**SHORT PROBLEM**
Edit the lines below so that every instance of "pixel coordinates" becomes "image coordinates", leaving everything else unchanged.

+===+

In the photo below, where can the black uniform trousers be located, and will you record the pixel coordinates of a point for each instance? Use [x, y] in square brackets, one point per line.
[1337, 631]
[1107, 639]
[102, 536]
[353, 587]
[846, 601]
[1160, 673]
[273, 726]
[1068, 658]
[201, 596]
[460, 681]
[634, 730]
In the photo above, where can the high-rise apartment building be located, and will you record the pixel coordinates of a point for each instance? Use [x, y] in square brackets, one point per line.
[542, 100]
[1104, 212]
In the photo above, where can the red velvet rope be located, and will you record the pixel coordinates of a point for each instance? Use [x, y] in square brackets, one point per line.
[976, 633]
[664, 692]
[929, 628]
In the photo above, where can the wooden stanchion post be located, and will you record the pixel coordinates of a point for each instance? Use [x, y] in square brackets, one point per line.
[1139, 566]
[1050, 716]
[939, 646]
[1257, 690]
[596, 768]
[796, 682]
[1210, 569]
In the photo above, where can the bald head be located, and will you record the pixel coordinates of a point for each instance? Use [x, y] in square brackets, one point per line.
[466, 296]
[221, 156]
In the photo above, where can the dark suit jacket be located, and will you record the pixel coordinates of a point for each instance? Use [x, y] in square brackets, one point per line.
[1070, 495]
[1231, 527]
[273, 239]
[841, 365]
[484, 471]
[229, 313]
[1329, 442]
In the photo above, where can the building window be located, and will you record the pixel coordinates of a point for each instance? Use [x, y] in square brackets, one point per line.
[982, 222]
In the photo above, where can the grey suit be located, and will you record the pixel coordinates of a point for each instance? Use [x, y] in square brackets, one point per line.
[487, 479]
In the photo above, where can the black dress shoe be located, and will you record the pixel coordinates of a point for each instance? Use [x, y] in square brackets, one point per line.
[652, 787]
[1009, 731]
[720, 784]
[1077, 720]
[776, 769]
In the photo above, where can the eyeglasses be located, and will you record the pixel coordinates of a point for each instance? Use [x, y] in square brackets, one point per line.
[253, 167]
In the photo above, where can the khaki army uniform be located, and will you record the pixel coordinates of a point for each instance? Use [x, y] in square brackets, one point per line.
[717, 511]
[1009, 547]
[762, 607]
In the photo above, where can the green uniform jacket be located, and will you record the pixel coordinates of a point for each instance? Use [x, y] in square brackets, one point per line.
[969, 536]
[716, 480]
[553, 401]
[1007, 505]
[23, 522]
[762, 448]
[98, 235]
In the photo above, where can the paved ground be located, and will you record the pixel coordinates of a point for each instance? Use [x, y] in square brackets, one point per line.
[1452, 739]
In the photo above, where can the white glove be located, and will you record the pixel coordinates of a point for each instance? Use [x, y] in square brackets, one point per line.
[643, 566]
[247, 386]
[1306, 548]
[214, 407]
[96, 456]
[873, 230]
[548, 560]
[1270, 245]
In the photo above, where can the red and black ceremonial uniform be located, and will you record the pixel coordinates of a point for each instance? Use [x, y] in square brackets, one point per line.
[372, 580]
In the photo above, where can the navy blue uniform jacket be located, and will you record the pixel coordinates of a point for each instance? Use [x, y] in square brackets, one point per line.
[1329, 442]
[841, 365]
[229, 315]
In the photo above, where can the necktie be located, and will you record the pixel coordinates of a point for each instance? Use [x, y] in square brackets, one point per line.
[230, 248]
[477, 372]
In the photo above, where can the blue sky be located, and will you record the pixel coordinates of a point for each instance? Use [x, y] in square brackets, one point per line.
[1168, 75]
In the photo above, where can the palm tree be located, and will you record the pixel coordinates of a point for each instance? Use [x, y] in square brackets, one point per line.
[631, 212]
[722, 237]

+===+

**TASK ANSWER**
In the photo below, where can the black uniform trousers be located, and will you record the image coordinates of a point for each instance? Use [x, y] in square brackets, one point per line.
[1337, 631]
[1107, 639]
[102, 536]
[353, 587]
[846, 601]
[1160, 673]
[273, 726]
[1068, 658]
[201, 596]
[460, 681]
[634, 730]
In the photo above, where can the high-rise apartment building be located, and will you record the image coordinates of a point for each instance? Use [x, y] in square brackets, one point per line.
[542, 100]
[1104, 212]
In the photo above, where can the red velvet rope be located, and will you record the image coordinates of a point for each instance? Use [x, y] in square brackets, one point per line.
[976, 633]
[664, 692]
[929, 628]
In the photo above, where can the wooden stanchion post be located, and will you record the image coordinates of a point for each instance? Use [x, y] in square brackets, one point per line.
[1139, 566]
[1050, 716]
[939, 646]
[1257, 690]
[596, 768]
[796, 682]
[1210, 569]
In the photo above, where can the bald head be located, and will you record the image coordinates of a point for each instance? Use [x, y] in square brackets, one point per line.
[466, 296]
[221, 156]
In the photo above, where can the dark suit jacket be located, and will you record the image coordinates of a point for each instance? Use [x, y] in square brackets, one point per line.
[1070, 495]
[1231, 527]
[273, 239]
[841, 365]
[484, 471]
[229, 313]
[1329, 442]
In the photo above, where can the building window be located, and will you record the image coordinates of a point for each instance? Use [x, y] in square brackets, one point per line.
[982, 222]
In the photo above, where can the grey suit be located, and will you record the image coordinates of a point for each instance? Use [x, y] in square brackets, one point per line.
[487, 479]
In the photo above, where can the black dress shoe be located, and will you record the image coordinates of a point for each instance? Use [x, y] in square brackets, one point per line.
[652, 787]
[1009, 731]
[720, 784]
[1077, 720]
[776, 769]
In the photo above, where can the eyeglasses be located, and will you record the image coordinates of a point for each instance? Use [x, y] in square brackets, one point per line.
[253, 167]
In the photo above, where can the khaki army uniform be located, and will you record the image coordinates of a point for each instance? Use [x, y] in square brackets, one point per line.
[717, 511]
[1009, 547]
[762, 607]
In the photo above, where can the green uniform jacket be located, and will you record the image coordinates of a point for each instance? Use [x, y] in square brackets, one point per line.
[969, 536]
[716, 480]
[553, 401]
[1007, 505]
[23, 522]
[762, 448]
[98, 235]
In the photo above, where can the paved ground be located, and will you record the image coordinates of a point for each instance? Use [x, y] in square brackets, one point per line.
[1452, 739]
In the photo above, where can the white glove be located, and will you record the image coordinates of a point for each instance? Use [x, y] in square brackets, one point per line.
[643, 566]
[247, 386]
[1306, 548]
[214, 407]
[96, 456]
[873, 230]
[548, 560]
[1270, 245]
In the photo above, where can the red and black ceremonial uniform be located, and will you record the image coordinates of a point for each instance? Use [x, y] in square brackets, one point per line.
[372, 580]
In the photo above, where can the navy blue uniform jacket be located, and will you record the image coordinates of a point for each instance? Use [x, y] in square brackets, one point per line.
[1329, 442]
[841, 365]
[229, 315]
In the photo above, where can the necktie be located, and will you record the image coordinates of a point for each instance? Use [x, y] in square brackets, one point per line.
[230, 248]
[477, 372]
In the photo above, where can the blue sky be located, and will you record the image coordinates of a point for each instance? Use [x, y] in square brackets, one point per line.
[1168, 75]
In the photo above, where can the palm tree be located, and will you record the image coordinates of a point for each instance? Use [x, y] in square brackets, one point per line.
[631, 212]
[722, 237]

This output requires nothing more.